Repeat, unchanged, the material from the line holding "Player-spacing review: tag the front wheel" through the end, with both of those lines included.

══ Source records

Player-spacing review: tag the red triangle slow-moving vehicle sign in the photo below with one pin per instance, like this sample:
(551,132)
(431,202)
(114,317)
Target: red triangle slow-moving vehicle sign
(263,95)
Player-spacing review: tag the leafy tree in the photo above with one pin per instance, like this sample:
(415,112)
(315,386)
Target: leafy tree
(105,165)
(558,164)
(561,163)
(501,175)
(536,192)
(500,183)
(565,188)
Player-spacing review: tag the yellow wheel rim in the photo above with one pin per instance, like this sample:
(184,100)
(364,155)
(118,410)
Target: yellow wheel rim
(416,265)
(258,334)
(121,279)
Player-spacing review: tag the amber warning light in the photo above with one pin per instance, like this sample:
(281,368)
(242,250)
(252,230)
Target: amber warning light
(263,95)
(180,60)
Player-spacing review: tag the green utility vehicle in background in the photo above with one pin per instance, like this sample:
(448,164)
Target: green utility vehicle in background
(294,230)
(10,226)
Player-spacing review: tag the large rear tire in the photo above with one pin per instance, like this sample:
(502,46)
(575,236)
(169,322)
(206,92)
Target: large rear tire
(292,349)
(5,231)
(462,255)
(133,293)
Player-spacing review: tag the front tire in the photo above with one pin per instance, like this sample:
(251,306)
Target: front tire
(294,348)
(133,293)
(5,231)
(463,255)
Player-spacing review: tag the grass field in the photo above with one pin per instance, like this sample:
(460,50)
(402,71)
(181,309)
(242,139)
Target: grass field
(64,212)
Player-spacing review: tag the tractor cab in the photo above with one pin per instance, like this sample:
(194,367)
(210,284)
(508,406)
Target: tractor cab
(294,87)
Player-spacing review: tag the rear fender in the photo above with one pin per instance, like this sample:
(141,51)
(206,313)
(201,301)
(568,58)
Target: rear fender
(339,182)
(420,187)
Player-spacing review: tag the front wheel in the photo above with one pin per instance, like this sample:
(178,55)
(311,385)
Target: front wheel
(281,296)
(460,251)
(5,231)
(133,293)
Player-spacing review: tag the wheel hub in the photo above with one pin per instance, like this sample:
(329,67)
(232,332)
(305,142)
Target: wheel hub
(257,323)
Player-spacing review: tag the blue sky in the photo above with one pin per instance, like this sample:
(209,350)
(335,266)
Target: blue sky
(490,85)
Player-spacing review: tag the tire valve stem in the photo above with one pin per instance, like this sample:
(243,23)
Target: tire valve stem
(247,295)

════

▶ [Full output]
Player-spacing review: tag the front wheel in the photo above with one pin per instance, like this sample:
(178,55)
(311,385)
Target: front wheel
(281,296)
(460,251)
(5,231)
(133,293)
Player-spacing review: tag the wheel hub in the photo above with one pin per instance, like this sample:
(329,67)
(232,332)
(305,142)
Target: wheel hub
(257,323)
Player-spacing review: tag the blue sky in the photo above with one pin per instance, like this sample:
(209,350)
(335,266)
Target: blue sky
(490,85)
Player-spacing review: tag the tire valve stem in the photo above with one pin per instance, like this sample:
(243,23)
Target: tire valve stem
(247,295)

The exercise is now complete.